EXERCISE AIM
How many lines of the records below contain the word "turbine"? Reply with the number alone.
-------
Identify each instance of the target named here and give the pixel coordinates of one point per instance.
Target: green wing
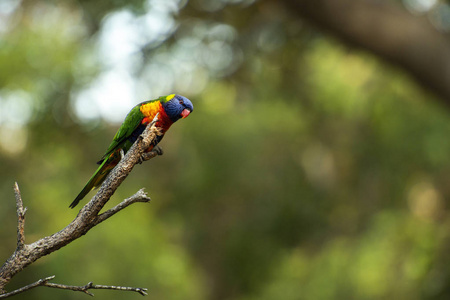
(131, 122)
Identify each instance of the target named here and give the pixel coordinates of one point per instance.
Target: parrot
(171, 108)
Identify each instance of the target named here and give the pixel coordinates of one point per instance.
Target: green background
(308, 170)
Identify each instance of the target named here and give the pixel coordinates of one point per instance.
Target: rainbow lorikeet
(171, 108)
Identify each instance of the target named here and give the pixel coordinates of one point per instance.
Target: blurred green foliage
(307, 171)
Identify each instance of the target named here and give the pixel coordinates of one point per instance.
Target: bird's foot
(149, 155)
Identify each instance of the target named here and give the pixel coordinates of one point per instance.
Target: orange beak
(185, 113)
-------
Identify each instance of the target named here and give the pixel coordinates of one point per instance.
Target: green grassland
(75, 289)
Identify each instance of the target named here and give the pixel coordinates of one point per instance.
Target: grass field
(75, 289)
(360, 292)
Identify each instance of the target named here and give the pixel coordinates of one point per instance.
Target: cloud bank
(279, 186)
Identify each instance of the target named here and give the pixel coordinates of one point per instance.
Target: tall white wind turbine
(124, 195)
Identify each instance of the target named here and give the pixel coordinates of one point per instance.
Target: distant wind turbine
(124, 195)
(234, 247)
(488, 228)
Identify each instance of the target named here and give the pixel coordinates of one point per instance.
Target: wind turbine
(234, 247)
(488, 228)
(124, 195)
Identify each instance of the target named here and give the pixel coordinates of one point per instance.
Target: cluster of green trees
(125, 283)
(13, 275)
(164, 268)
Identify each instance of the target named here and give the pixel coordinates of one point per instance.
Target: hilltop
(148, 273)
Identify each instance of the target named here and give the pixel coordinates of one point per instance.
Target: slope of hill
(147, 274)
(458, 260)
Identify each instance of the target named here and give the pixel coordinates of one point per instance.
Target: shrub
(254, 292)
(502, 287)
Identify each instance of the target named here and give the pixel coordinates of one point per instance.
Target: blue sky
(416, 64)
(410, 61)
-------
ANSWER IN FULL
3